» Ensemble des tâches
1. Pour chaque affirmation, indiquez si elle concorde avec l'extrait sur l'ARNm vaccinal dans le lait maternel, en répondant oui ou non et en citant fidèlement les mots décisifs de l'extrait.
(a) John Campbell est présenté comme un YouTuber et un ancien formateur d'infirmiers.
(b) La présence occasionnelle d'ARNm de vaccin dans le lait maternel est connue depuis 2023.
(c) Le fait que l'ARNm s'accumule principalement au site d'injection signifie qu'il n'y en a absolument pas ailleurs.
2. Relevez toutes les expressions que l'extrait sur l'ARNm vaccinal dans le lait maternel attribue à John Campbell en les plaçant entre guillemets.
3. Reproduisez sans rien changer le passage de l'extrait sur l'ARNm vaccinal dans le lait maternel situé entre « Comme nous l’avons » et « vaccination était sûr. », ces deux bornes comprises.

» Extrait du texte
----------------------------------------
Des affirmations ont exagéré la portée de l’étude sur l’ARNm du vaccin dans le lait maternel

En réaction à la publication de Hanna et al. en 2023, certaines personnes ont insinué que l’étude révélait des résultats contredisant le discours officiel selon lequel l’ARNm du vaccin resterait au site d’injection.

Par exemple, le YouTuber et ancien formateur d’infirmiers John Campbell a présenté l’étude comme une « preuve définitive » que l’ARNm des vaccins « se répand partout » dans le corps, contrairement à ce qui « nous avait été dit initialement ». Le YouTuber français Idriss Aberkane a affirmé quant à lui : « l’ARNm des “vaccins” passe dans le lait maternel… alors qu’on nous avait dit qu’il n’y irait jamais ».

Toutefois, ceci est une déformation de la réalité. Le fait que l’ARNm s’accumule principalement au site d’injection ne signifie pas qu’il n’y a absolument pas d’ARNm du vaccin ailleurs. Cela signifie simplement que la grande majorité de celui-ci se trouve près du site d’injection.

Comme nous l’avons expliqué dans la section précédente, la présence de très faibles quantités d’ARNm vaccinal dans les tissus autres que le site d’injection est cohérente avec les données de biodistribution recueillies et publiées par les agences de santé avant l’autorisation des vaccins. De plus, la présence occasionnelle d’ARNm de vaccin dans le lait maternel est connue depuis 2021. Ainsi, les déclarations de Campbell et Aberkane ont exagéré la nouveauté de l’étude de 2023 de Hanna et al.

Campbell a également insinué que la présence d’ARNm de vaccin dans le lait pourrait être dangereuse pour les bébés allaités. Dans sa vidéo, il en appelle à des « enquêtes épidémiologiques à grande échelle » pour déterminer si l’allaitement après la vaccination était sûr.
----------------------------------------
» Données de l'exercice
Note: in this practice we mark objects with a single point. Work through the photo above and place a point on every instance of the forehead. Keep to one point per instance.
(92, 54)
----------------------------------------
» Solutions proposées
1.
(a) Oui : « le YouTuber et ancien formateur d’infirmiers John Campbell »
(b) Non : « la présence occasionnelle d’ARNm de vaccin dans le lait maternel est connue depuis 2021 »
(c) Non : « Le fait que l’ARNm s’accumule principalement au site d’injection ne signifie pas qu’il n’y a absolument pas d’ARNm du vaccin ailleurs. »

2.
« preuve définitive »
« se répand partout »
« nous avait été dit initialement »
« enquêtes épidémiologiques à grande échelle »

3.
Comme nous l’avons expliqué dans la section précédente, la présence de très faibles quantités d’ARNm vaccinal dans les tissus autres que le site d’injection est cohérente avec les données de biodistribution recueillies et publiées par les agences de santé avant l’autorisation des vaccins. De plus, la présence occasionnelle d’ARNm de vaccin dans le lait maternel est connue depuis 2021. Ainsi, les déclarations de Campbell et Aberkane ont exagéré la nouveauté de l’étude de 2023 de Hanna et al.

Campbell a également insinué que la présence d’ARNm de vaccin dans le lait pourrait être dangereuse pour les bébés allaités. Dans sa vidéo, il en appelle à des « enquêtes épidémiologiques à grande échelle » pour déterminer si l’allaitement après la vaccination était sûr.